Stored records:
....................

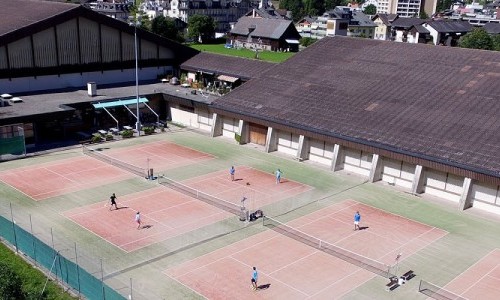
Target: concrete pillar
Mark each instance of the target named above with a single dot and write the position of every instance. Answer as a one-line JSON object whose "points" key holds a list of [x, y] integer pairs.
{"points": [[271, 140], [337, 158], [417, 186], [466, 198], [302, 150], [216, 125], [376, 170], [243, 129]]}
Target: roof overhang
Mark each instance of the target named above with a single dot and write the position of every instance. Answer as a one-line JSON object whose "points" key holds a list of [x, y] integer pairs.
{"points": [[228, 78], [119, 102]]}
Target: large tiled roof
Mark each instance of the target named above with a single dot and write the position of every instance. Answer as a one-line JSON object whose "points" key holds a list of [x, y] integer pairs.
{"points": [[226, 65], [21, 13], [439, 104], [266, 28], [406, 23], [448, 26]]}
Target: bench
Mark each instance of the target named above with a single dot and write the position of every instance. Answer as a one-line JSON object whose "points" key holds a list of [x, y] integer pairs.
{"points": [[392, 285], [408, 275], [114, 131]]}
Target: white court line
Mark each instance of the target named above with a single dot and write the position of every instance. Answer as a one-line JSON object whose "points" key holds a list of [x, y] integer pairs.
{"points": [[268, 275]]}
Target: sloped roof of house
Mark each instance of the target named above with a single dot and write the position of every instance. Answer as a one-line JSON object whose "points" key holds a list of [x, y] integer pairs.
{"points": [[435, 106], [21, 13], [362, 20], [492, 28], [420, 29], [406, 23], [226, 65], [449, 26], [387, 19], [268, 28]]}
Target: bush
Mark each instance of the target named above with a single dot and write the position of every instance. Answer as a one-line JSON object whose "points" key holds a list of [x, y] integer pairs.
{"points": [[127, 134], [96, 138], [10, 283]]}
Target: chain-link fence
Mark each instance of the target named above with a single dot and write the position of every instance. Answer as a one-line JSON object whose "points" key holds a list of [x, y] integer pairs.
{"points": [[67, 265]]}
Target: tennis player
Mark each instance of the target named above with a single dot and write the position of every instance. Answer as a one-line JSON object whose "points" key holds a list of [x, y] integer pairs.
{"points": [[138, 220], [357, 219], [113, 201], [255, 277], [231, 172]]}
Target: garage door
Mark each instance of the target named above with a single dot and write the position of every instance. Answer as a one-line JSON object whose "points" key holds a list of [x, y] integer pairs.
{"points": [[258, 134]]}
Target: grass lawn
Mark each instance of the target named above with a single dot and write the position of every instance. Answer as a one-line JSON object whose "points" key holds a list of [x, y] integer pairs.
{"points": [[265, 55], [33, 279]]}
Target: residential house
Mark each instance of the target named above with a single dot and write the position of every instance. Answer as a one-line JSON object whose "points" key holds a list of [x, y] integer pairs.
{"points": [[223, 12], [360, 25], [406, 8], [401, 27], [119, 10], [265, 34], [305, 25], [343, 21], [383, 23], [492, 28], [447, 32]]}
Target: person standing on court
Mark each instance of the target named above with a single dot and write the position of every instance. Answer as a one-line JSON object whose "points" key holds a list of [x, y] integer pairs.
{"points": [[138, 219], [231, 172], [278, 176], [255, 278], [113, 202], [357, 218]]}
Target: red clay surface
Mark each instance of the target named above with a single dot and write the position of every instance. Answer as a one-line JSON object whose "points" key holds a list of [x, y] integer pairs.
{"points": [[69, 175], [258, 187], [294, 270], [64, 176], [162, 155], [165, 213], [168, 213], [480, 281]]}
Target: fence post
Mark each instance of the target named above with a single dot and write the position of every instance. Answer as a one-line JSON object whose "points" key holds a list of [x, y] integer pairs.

....................

◆ **GIVEN INSTRUCTION**: Copy out, word for word, the stretch of the records from the line containing "Target: residential house" through the end of the records, keeping both ends.

◆ **ANSWER TO THE TASK**:
Target: residential house
Mark each instance of the target named above with a single dot and write the position of every instance. Answer as a one-line JSON object whose "points" key holds a list of [x, y] integer pairs.
{"points": [[223, 12], [360, 25], [406, 8], [401, 27], [119, 10], [265, 34], [305, 25], [343, 21], [383, 23], [492, 28], [447, 32]]}
Target: person standing on court
Mark each instance of the target named above with a single dot and write the position of every instance. Answer as a one-line JSON object whose "points" key holds a list of [x, y] integer pairs.
{"points": [[138, 219], [231, 172], [278, 176], [255, 278], [113, 202], [357, 218]]}
Target: red clay surface
Mark each instance of the target named above with a single dot and write the position of every instance. Answer as a one-line JSON object whose "points" key holds a list of [x, y] integer pairs.
{"points": [[69, 175], [258, 187], [294, 270], [64, 176], [162, 155], [165, 213], [168, 213], [480, 281]]}
Target: fence post
Mark each instance of the target named above with a single dot and write the position of every instance. Answer as a one-line JSON object whose "points" key holds a list of [x, y] integer pairs.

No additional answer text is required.